## Passage
Orateur
Stefan Lueders
(CERN)
Description
The enormous growth of the worldwide interconnectivity of computing devices (the “Internet”) during the last
decade offers computer users new means to share and distribute information and data. In industry, this
results in an adoption of modern Information Technologies (IT) to their plants and, subsequently, in an
increasing integration of the production facilities, i.e. their process control and automation systems, and the
data warehouses. For the European Organization for Nuclear Research (CERN), the Internet opens the
possibility to control (parts of) the LHC particle collider and its four LHC experiments remotely from any where
in the world.
Unfortunately, the adoption of standard modern IT in distributed process control and automation systems also
exposes their inherent vulnerabilities to the world.
Furthermore, this world is by far more hostile than a local private controls network as the number and power
of worms and viruses increase and hackers start to become interested in control systems.

## Dataset content
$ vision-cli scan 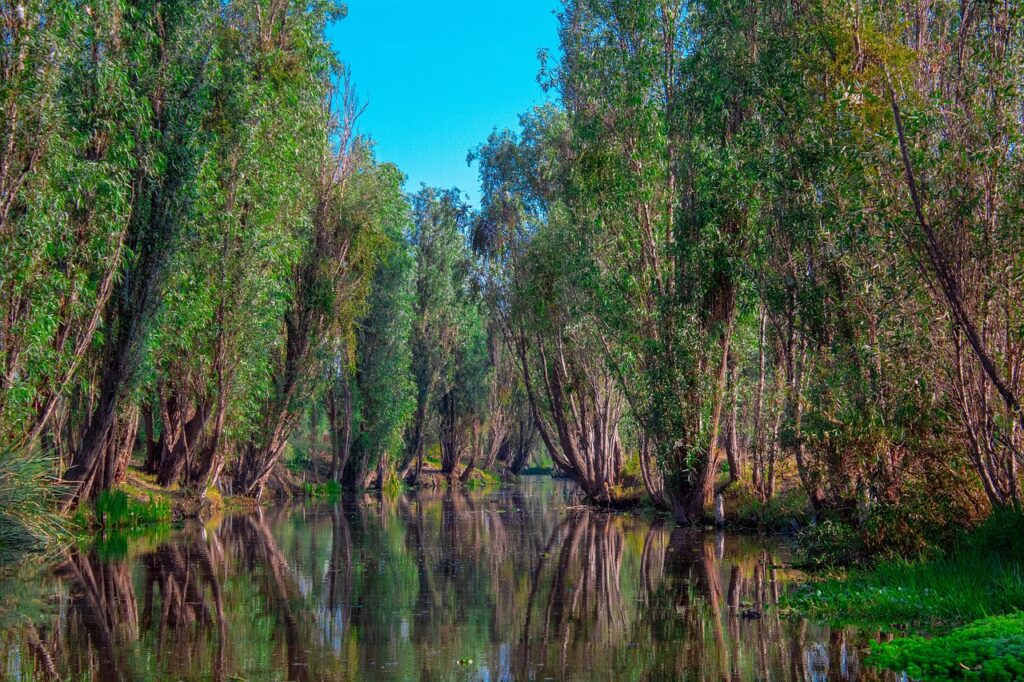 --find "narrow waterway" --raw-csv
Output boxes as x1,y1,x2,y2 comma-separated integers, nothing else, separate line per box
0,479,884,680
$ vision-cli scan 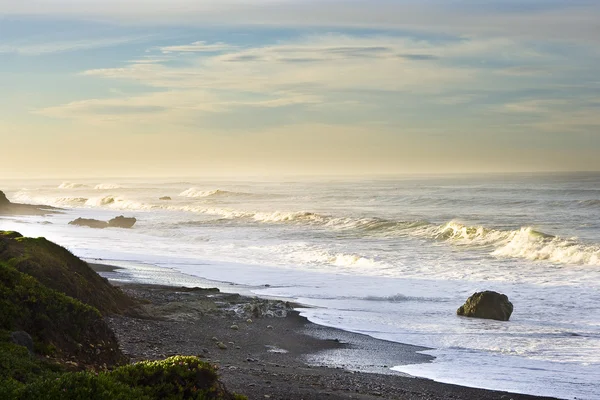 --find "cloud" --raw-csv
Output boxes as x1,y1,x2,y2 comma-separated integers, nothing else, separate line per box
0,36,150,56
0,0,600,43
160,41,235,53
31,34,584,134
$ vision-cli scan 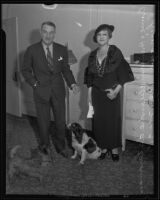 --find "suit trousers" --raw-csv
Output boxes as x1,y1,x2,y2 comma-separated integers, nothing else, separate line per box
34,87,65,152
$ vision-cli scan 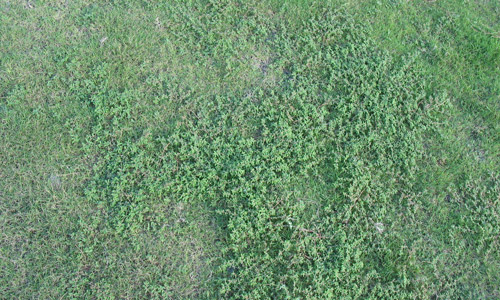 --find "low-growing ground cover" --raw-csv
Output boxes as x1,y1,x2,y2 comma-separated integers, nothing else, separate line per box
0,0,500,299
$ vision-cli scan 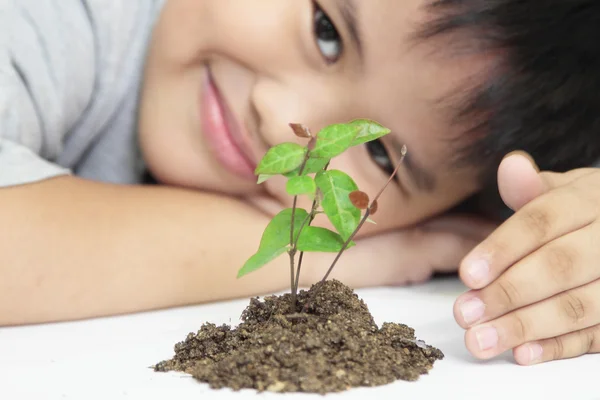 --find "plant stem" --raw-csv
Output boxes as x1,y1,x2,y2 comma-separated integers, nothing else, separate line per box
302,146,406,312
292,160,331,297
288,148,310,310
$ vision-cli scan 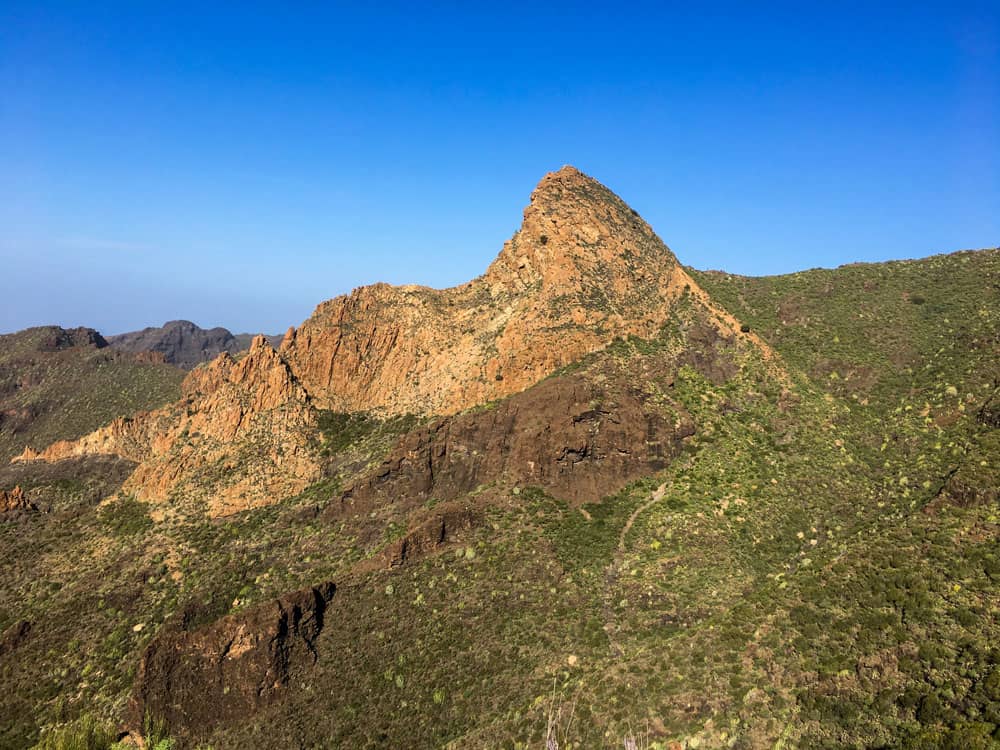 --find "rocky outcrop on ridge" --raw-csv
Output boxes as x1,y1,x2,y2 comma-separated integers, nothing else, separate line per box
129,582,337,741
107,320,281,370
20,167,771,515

## Task set
a. Could you retype the part of the CERN abstract that begins at the words "Description" and stops after "in the world."?
b. Do these statements agree with the CERN abstract? Answer yes or no for each, and quote the deciding words.
(i) The speaker is affiliated with CERN.
(ii) According to the abstract, the Internet makes it possible to control parts of the LHC remotely.
(iii) The abstract calls a local private controls network more hostile than the wider world.
c. Can you continue the CERN abstract on control-system security past its final sentence?
The items have nothing to do with the CERN abstract.

## Solved tasks
a.
Description
The enormous growth of the worldwide interconnectivity of computing devices (the “Internet”) during the last
decade offers computer users new means to share and distribute information and data. In industry, this
results in an adoption of modern Information Technologies (IT) to their plants and, subsequently, in an
increasing integration of the production facilities, i.e. their process control and automation systems, and the
data warehouses. For the European Organization for Nuclear Research (CERN), the Internet opens the
possibility to control (parts of) the LHC particle collider and its four LHC experiments remotely from any where
in the world.

b.
(i) Yes: "(CERN)"
(ii) Yes: "the Internet opens the possibility to control (parts of) the LHC particle collider and its four LHC experiments remotely"
(iii) No: "this world is by far more hostile than a local private controls network"

c.
This presentation will address security problems in common-of-the-shelf control systems and present results
of CERN's test stand for control systems security (TOCSSiC). From that, basic security requirements concerning
the cyber-security of automation devices with regard to network-based attacks can be deduced. However,
protection solely on the device-level will not be sufficient. A general “defense-in-depth” approach will be
described, which requires protective measures at every layer: the security of the device itself, the firmware,
network connections and protocols, the software applications, third party software, and the cooperation of
the developers, manufacturers and users.